* START PROVIDED INFORMATION *

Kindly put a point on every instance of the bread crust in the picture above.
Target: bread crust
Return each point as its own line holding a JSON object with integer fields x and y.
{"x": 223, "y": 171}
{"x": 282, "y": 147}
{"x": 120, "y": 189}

* END PROVIDED INFORMATION *

* _EXERCISE DIRECTIONS_
Please scale the material above by rewriting every line of it, with each x and y coordinate in the point lines multiplied by 0.6 and rounded to a whole number, halves rounding up.

* _ANSWER TO THIS TASK_
Kindly put a point on every instance of the bread crust in the picture above.
Target: bread crust
Return each point as its own line holding a JSON object with integer fields x and y.
{"x": 134, "y": 103}
{"x": 169, "y": 88}
{"x": 72, "y": 113}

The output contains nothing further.